##### Dataset records

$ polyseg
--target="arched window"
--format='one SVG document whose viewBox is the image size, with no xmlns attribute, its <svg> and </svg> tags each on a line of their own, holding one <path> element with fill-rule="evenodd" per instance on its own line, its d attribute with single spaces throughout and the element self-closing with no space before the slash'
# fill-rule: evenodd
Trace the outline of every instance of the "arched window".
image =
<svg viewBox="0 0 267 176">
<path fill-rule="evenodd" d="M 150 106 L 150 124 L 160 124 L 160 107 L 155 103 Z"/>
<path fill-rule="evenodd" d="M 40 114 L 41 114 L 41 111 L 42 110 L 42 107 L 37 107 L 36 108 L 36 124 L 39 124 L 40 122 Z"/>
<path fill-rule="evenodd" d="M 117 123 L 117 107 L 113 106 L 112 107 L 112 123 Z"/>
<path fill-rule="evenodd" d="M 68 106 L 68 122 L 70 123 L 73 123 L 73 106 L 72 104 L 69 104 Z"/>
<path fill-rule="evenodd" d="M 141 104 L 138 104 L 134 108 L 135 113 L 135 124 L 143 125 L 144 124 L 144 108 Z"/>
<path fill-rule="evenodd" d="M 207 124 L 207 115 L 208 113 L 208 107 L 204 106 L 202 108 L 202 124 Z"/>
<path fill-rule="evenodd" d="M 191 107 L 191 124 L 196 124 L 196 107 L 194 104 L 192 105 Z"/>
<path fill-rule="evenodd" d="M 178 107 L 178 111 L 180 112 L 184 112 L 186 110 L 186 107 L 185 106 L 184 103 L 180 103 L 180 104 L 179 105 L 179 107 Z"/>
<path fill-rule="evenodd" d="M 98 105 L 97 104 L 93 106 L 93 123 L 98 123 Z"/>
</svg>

##########

» **Task**:
Put the entries' lines into a JSON list of strings, one string per line with blank lines omitted, starting at the first line of the entries and ending at the line containing "# fill-rule: evenodd", both included.

» **Task result**:
[
  "$ polyseg",
  "--target=\"arched window\"",
  "--format='one SVG document whose viewBox is the image size, with no xmlns attribute, its <svg> and </svg> tags each on a line of their own, holding one <path> element with fill-rule=\"evenodd\" per instance on its own line, its d attribute with single spaces throughout and the element self-closing with no space before the slash'",
  "# fill-rule: evenodd"
]